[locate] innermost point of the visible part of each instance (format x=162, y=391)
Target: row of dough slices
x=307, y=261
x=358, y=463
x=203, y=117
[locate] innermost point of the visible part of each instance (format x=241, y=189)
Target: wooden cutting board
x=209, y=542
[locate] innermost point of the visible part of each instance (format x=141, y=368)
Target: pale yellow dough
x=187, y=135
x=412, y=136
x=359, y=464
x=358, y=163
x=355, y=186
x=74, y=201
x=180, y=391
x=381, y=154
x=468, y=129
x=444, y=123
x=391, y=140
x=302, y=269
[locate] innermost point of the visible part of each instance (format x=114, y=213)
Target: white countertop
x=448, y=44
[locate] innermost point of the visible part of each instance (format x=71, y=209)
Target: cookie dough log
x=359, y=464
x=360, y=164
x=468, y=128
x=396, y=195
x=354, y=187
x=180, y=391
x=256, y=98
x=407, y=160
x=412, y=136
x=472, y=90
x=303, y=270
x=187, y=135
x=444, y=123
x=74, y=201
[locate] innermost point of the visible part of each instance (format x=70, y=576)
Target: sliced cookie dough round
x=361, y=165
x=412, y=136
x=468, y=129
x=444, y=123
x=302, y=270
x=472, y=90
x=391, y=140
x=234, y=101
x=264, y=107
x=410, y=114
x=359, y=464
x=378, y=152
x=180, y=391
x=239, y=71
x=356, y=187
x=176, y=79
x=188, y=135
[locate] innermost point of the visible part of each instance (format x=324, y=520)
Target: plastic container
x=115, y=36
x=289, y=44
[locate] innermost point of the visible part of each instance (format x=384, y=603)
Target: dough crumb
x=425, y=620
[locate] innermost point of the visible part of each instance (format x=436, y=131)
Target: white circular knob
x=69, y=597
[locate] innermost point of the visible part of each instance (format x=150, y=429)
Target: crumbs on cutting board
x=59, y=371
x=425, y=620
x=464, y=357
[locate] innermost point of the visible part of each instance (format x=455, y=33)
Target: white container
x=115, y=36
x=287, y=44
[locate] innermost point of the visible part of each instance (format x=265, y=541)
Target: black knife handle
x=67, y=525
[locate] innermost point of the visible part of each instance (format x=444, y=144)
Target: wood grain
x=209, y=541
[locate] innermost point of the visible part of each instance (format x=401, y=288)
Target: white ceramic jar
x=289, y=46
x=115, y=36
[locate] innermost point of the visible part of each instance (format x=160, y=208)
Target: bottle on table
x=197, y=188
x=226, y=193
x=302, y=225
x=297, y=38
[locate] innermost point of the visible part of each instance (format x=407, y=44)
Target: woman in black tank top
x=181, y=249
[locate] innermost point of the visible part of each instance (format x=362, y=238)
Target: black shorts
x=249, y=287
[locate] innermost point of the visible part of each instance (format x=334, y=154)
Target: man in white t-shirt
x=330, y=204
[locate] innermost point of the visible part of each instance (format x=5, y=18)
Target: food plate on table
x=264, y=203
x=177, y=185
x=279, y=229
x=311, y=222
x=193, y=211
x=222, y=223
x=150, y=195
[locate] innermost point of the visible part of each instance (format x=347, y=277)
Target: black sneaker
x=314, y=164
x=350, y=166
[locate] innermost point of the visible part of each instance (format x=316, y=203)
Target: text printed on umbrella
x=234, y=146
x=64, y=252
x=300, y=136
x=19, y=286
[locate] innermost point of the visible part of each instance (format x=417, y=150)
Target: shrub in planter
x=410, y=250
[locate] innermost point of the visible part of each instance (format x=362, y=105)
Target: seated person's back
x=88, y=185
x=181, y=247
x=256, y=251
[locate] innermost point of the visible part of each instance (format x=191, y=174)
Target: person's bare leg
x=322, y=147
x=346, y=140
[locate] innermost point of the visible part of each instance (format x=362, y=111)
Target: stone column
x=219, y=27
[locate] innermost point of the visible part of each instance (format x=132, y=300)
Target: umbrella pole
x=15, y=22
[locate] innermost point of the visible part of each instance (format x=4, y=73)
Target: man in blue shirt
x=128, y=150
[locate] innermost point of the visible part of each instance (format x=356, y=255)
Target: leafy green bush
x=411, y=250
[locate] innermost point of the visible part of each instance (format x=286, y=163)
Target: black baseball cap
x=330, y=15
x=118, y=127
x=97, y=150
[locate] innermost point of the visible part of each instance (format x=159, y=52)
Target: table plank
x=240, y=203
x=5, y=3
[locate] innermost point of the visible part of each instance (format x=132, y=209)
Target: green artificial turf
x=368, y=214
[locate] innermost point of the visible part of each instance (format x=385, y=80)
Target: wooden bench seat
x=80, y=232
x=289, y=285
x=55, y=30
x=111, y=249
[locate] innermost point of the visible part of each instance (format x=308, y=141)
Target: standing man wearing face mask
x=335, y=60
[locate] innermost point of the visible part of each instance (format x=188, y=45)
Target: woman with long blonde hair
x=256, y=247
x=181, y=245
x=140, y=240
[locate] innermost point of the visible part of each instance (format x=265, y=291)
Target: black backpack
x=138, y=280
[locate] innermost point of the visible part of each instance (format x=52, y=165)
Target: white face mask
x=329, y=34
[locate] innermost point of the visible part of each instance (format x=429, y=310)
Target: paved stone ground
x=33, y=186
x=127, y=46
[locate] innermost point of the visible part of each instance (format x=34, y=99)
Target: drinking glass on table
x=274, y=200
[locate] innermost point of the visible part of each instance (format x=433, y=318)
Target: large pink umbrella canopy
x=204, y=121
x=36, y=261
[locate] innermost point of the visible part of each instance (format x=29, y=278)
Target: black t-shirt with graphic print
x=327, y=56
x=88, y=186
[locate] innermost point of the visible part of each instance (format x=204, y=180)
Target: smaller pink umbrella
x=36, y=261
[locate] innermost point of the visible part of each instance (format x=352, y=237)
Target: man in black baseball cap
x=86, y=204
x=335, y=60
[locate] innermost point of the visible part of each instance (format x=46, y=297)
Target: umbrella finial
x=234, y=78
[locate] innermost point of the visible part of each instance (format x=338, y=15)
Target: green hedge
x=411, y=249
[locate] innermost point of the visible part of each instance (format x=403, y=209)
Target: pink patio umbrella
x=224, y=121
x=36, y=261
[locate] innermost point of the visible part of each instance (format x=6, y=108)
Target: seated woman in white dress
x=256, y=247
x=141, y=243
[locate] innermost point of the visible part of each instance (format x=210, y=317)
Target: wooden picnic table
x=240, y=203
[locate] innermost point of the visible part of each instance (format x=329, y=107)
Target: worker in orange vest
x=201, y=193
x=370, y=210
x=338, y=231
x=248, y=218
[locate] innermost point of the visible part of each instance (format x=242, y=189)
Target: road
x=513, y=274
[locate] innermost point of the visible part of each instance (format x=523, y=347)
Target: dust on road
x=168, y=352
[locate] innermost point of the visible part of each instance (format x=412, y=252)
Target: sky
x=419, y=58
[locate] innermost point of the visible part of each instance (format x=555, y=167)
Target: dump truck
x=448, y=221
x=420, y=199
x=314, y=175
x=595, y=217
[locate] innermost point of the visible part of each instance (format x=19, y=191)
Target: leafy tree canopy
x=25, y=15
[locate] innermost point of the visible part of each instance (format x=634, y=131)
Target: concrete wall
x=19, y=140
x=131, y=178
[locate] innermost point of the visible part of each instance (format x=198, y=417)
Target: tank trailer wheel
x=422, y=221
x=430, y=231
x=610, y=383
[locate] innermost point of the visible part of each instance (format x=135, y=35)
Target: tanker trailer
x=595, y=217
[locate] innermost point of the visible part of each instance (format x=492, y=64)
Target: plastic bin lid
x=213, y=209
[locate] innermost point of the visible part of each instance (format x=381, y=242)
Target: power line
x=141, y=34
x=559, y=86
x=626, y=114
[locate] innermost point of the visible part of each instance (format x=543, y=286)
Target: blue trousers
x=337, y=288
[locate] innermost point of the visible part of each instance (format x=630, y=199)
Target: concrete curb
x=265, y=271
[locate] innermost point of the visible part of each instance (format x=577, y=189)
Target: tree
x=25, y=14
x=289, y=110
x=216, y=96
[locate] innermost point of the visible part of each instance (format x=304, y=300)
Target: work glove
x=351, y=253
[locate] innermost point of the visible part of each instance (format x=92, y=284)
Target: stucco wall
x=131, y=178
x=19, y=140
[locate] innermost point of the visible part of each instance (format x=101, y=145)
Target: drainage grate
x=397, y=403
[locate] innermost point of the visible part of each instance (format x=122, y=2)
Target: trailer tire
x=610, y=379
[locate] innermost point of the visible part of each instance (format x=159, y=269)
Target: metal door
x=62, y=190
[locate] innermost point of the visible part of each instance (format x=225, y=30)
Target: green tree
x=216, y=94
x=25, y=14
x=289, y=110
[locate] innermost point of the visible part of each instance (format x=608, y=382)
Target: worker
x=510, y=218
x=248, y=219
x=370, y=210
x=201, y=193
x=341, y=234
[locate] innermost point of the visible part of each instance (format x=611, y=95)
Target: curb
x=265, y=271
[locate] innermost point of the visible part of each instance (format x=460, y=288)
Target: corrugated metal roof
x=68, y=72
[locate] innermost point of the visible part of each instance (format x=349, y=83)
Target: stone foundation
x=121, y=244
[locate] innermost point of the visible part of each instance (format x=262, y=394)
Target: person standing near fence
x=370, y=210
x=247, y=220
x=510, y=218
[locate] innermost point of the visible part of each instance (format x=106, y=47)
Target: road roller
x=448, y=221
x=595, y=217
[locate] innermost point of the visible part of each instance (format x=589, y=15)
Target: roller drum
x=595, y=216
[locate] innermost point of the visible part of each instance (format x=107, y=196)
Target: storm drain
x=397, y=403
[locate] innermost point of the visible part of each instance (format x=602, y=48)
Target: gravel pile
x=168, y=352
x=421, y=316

• • • • • • •

- **Opdracht**:
Werk de regels bij vanaf de regel met "(format x=150, y=429)" tot en met de regel met "x=67, y=525" door "white container" te vervangen door "plastic container". Laat al het andere in die regels ongewijzigd en geef alleen die regels terug.

- **Uitvoer hieronder**:
[locate] innermost point of the visible part of each instance (format x=150, y=429)
Target: crumbs on cutting board
x=59, y=371
x=425, y=620
x=464, y=357
[locate] innermost point of the visible part of each instance (format x=455, y=33)
Target: plastic container
x=115, y=36
x=287, y=44
[locate] innermost point of the visible part of each instance (format x=265, y=541)
Target: black knife handle
x=67, y=525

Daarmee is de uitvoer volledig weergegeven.